• _Challenges_:
- 1) Answer these questions using the college aid article:
(a) What is the current maximum Pell Grant award?
(b) Up to how much does the American Opportunity Tax Credit refund for tuition, fees and course materials?
(c) Who is the Obama campaign policy director?
- 2) Write the next part of the college aid article, picking up after its final sentence.

• _Document extract_:
↓↓↓
Romney education adviser Phil Handy, in a recent debate with an Obama counterpart, called the income-based repayment program a ‘‘creeping entitlement’’ but the campaign has not said publicly whether or how he would reform it. (A recent New America Foundation calls for reforms to the program so its benefits will be less weighted to higher earners).
Q. What about tax credits?
A. Obama wants to extend the American Opportunity Tax Credit, which provides about 10 million families a tax refund of up to $2,500 for tuition, fees and course materials. Romney’s tax plan would allow that credit to expire and revert to the old HOPE tax credit, which is less generous to students and less expensive for the government. Unlike HOPE, the AOTC is partly refundable, meaning low-income students can benefit even if they don’t owe taxes.
Some education finance experts have criticized the AOTC, arguing other programs channel benefits more effectively to the neediest students. Obama campaign policy director James Kvaal counters it’s important to help middle-class families afford college as well as the low-income students who use Pell Grants.
Q. What is the problem with Pell Grant funding and what will the candidates do about it?
A. Pell is the main college aid program for low-income students. The awards are given on a sliding scale, and only about one-third of recipients receive the maximum (currently $5,550). Typically those who get the maximum are the very poorest students (more than 90 percent come from families earning under $30,000).
Congress has essentially laid out a schedule of Pell awards where the maximum rises to $6,030 in coming years, but hasn’t provided full funding for that commitment. There’s a shortfall averaging roughly $8 billion annually starting in 2014. Obama’s latest budget proposal calls for filling the immediate shortfall, partly through redirected savings, and working with Congress on a long-term fix. But he doesn’t propose tightening eligibility requirements.
↑↑↑
Region labeling records
↓↓↓
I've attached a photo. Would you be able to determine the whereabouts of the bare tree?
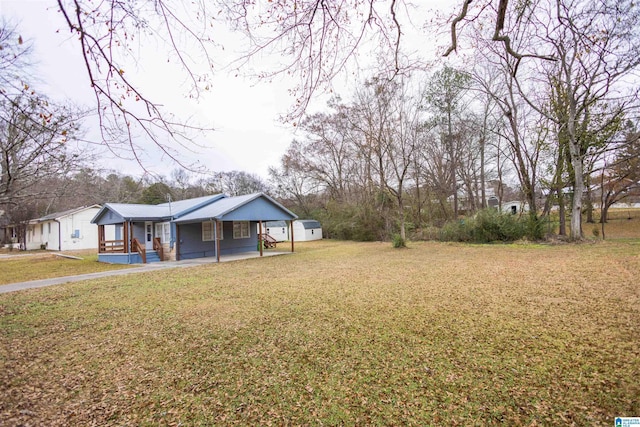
[0,92,85,206]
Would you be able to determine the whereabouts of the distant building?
[293,219,322,242]
[25,205,100,251]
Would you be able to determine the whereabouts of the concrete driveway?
[0,251,292,294]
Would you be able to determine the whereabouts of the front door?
[144,221,153,251]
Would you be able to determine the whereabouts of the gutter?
[54,219,62,251]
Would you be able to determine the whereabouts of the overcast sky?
[0,0,450,178]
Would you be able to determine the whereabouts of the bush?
[391,234,407,248]
[439,209,544,243]
[439,221,471,242]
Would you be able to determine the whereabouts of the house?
[92,193,297,264]
[293,219,322,242]
[25,205,100,251]
[264,221,289,242]
[500,200,529,215]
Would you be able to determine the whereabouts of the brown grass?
[0,250,128,286]
[0,241,640,426]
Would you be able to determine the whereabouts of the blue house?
[91,193,297,264]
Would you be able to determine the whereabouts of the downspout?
[54,219,62,251]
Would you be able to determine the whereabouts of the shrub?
[391,234,407,248]
[439,209,545,243]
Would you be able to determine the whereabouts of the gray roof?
[104,203,169,219]
[264,221,287,227]
[91,193,297,223]
[92,194,224,222]
[176,193,297,222]
[36,205,100,222]
[296,219,322,230]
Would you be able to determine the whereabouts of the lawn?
[0,240,640,426]
[0,250,129,286]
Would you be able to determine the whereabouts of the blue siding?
[178,222,220,259]
[98,252,142,264]
[179,221,258,259]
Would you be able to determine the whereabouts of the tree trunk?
[569,141,584,241]
[557,191,567,236]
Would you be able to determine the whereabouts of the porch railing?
[98,240,124,253]
[131,237,147,264]
[153,237,164,261]
[260,233,278,249]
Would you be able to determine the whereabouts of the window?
[233,221,251,239]
[202,221,224,242]
[156,222,171,243]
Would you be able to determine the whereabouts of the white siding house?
[26,205,100,251]
[293,219,322,242]
[500,201,529,215]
↑↑↑
• _Answers to the exercises_:
- 1)
(a) $5,550
(b) $2,500
(c) James Kvaal

- 2)
Romney said during the second debate he wants to keep Pell ‘‘growing.’’ But a Romney campaign paper calls for ‘‘refocusing’’ Pell on the neediest to preserve its financial viability. Handy, the Romney education adviser, said Pell Grants need to be ‘‘radically fixed.’’
In short, Romney’s campaign has made it increasingly clear he’s talking about keeping the maximum Pell on track for its scheduled increase, but limiting eligibility or lowering awards for the those who get less than the maximum — currently about 6.5 million students who typically come from families earning $30,000-$50,000 annually. If Romney ever signed into law the House budget of his running mate, Rep. Paul Ryan of Wisconsin, more than 1 million students could be on track to lose their Pell Grant eligibility over the next decade, according to an analysis by The Education Trust, a non-partisan Washington, D.C.-based policy and advocacy group.
Q. How do the candidates differ on student loans?
A. When Obama took office, two federal loan systems existed side-by-side — one offering direct loans from the government, the other subsidizing a kind of federal loan provided by private lenders. Obama ended the second system and moved entirely to direct lending.
Romney’s campaign says the decision ‘‘moved a trillion-dollar obligation’’ to the federal balance sheet and is proving more expensive than expected, citing a Barclays research report that estimates costs of direct lending have been underestimated by $225 billion between now and 2020. Even accounting for the $60 billion in lender subsidies Obama has eliminated, Romney contends returning to a system that incorporates private lenders would offer taxpayers more efficiency and students better service.
Obama argues the $60 billion previously allocated to paying private lenders was wasted. Kvaal says it’s actually Obama’s direct-lending approach that makes better use of market forces — instead of getting subsidy checks, the student loan companies now compete for government contracts to service the direct loans, replacing bureaucrats. Jason DeLisle, a former member of Senate Budget Committee’s Republican staff who now directs the Federal Education Budget Project at the New America Foundation, agrees, calling the changes Obama made ‘‘something Bain Capital would come up with’’ rather than the government takeover Romney describes.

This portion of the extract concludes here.